TEXTO DO DOCUMENTO:
<<<<
LUIZ FAGUNDES DUARTE – AS FOGUEIRAS DO MAR

LUIZ FAGUNDES DUARTE – AS FOGUEIRAS DO MAR , Companhia das Ilhas, 2022.
A voz lírica de um enorme escritor, que muitos conhecem apenas como grande ensaísta, que também é. A mais bela escrita poética que algum dia encontrei num livro de crónicas. Um rasto luminoso de palavras-irmãs das Ilhas Desconhecidas, de Raul Brandão ou de Finisterra, de Carlos de Oliveira. Uma experiência de leitura ímpar!
VEJAM A PURA BELEZA DO INCIPIT :
«Trago em mim uma ilha por encontrar. Sei que ela existe. As correntes do mar falam-me dela – e dela me falam as aves que precisam de onde pousar. Oiço as ondas que rebentam em tormentas de basalto. Sinto no ar a humidade que só uma ilha pode atrair. Escuto vozes de pessoas que por séculos e séculos demandaram horizontes e acharam portos de abrigo. E há tremores convulsos que me dizem que o solo que habito é uma epifania da Terra.
>>>>
REGISTOS EXTRAÍDOS:
<<<<
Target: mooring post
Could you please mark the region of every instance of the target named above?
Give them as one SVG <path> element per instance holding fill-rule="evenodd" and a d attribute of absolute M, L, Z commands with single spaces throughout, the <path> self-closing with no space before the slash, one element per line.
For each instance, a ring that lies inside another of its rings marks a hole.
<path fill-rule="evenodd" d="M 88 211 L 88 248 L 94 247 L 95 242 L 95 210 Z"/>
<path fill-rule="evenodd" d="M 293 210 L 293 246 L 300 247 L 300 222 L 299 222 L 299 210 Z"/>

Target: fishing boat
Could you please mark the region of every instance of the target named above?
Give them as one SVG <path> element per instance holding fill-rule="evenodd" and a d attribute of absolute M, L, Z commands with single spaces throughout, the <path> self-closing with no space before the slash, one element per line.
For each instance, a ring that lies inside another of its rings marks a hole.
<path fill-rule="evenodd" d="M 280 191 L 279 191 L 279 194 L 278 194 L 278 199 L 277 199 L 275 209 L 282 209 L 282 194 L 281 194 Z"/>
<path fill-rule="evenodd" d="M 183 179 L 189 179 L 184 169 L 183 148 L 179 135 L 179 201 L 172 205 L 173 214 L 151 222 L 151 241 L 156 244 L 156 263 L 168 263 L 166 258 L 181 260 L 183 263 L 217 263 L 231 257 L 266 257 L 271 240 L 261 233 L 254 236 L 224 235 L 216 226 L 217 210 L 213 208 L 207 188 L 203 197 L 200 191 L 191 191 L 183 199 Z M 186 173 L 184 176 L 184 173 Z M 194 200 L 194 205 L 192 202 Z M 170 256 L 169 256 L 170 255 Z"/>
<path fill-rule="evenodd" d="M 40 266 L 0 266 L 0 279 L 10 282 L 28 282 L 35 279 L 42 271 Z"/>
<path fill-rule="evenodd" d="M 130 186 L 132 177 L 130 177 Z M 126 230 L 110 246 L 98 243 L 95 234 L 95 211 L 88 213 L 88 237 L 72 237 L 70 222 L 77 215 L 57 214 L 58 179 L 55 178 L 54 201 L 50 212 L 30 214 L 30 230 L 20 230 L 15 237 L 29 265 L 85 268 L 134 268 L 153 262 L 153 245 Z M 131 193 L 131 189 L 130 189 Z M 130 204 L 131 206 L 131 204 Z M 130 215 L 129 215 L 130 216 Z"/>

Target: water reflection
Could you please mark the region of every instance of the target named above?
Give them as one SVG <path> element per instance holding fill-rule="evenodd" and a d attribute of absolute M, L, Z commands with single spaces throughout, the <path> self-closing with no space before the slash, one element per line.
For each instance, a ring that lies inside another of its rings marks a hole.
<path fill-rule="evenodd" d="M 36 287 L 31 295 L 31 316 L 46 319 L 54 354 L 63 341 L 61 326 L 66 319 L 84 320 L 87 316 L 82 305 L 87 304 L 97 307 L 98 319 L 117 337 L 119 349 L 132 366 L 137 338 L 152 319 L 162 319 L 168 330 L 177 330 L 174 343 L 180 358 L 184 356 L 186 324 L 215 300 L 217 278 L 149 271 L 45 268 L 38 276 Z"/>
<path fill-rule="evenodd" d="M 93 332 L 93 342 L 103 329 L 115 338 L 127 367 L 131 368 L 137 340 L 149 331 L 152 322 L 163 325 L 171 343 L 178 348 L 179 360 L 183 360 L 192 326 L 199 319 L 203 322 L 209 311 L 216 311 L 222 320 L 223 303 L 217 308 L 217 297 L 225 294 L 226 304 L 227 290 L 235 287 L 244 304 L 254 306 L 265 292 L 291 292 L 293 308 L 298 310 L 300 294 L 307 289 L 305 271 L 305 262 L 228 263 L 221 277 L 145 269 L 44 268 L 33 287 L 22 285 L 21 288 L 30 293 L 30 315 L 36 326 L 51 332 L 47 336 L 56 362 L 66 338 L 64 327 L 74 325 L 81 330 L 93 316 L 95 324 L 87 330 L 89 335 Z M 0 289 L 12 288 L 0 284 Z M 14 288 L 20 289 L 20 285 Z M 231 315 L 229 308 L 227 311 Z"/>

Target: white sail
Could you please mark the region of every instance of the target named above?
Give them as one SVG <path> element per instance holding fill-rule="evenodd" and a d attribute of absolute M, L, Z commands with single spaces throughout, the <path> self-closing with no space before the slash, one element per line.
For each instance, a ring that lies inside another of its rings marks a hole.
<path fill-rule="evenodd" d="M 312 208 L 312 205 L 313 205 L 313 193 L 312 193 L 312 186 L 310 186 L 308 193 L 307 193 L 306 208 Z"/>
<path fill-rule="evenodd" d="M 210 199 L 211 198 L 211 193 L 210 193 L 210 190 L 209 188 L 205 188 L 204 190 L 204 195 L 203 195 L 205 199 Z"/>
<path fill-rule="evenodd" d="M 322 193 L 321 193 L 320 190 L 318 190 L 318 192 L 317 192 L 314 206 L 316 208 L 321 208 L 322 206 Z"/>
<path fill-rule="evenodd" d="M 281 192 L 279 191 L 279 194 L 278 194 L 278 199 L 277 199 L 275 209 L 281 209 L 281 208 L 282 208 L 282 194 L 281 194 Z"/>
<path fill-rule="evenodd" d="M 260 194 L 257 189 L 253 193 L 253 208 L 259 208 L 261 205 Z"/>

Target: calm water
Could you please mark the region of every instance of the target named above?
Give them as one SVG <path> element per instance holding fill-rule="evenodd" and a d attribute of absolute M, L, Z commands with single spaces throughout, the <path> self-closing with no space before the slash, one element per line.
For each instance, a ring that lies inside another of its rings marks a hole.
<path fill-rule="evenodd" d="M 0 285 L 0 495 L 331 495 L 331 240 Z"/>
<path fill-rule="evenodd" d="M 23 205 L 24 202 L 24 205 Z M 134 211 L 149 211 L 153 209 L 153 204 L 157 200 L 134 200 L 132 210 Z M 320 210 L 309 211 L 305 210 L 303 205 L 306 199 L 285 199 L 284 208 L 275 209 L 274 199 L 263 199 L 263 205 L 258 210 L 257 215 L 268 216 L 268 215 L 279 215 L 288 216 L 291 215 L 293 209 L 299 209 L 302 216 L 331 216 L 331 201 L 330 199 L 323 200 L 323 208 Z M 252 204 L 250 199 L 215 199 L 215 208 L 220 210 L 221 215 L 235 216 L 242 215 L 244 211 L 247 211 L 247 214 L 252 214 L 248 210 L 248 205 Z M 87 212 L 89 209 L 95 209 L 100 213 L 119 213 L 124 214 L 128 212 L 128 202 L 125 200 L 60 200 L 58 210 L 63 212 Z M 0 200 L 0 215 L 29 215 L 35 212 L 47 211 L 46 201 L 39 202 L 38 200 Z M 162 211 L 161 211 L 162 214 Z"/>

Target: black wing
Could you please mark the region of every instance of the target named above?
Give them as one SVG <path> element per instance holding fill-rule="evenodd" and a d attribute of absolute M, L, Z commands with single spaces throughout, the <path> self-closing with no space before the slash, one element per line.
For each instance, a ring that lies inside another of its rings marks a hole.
>>>>
O QUE FAZER: Copie, sem qualquer alteração, o trecho da apresentação de «As Fogueiras do Mar» que começa em "A voz lírica" e termina em "epifania da Terra.". As entradas não são necessárias para este exercício.

RESULTADO DO EXERCÍCIO:
A voz lírica de um enorme escritor, que muitos conhecem apenas como grande ensaísta, que também é. A mais bela escrita poética que algum dia encontrei num livro de crónicas. Um rasto luminoso de palavras-irmãs das Ilhas Desconhecidas, de Raul Brandão ou de Finisterra, de Carlos de Oliveira. Uma experiência de leitura ímpar!
VEJAM A PURA BELEZA DO INCIPIT :
«Trago em mim uma ilha por encontrar. Sei que ela existe. As correntes do mar falam-me dela – e dela me falam as aves que precisam de onde pousar. Oiço as ondas que rebentam em tormentas de basalto. Sinto no ar a humidade que só uma ilha pode atrair. Escuto vozes de pessoas que por séculos e séculos demandaram horizontes e acharam portos de abrigo. E há tremores convulsos que me dizem que o solo que habito é uma epifania da Terra.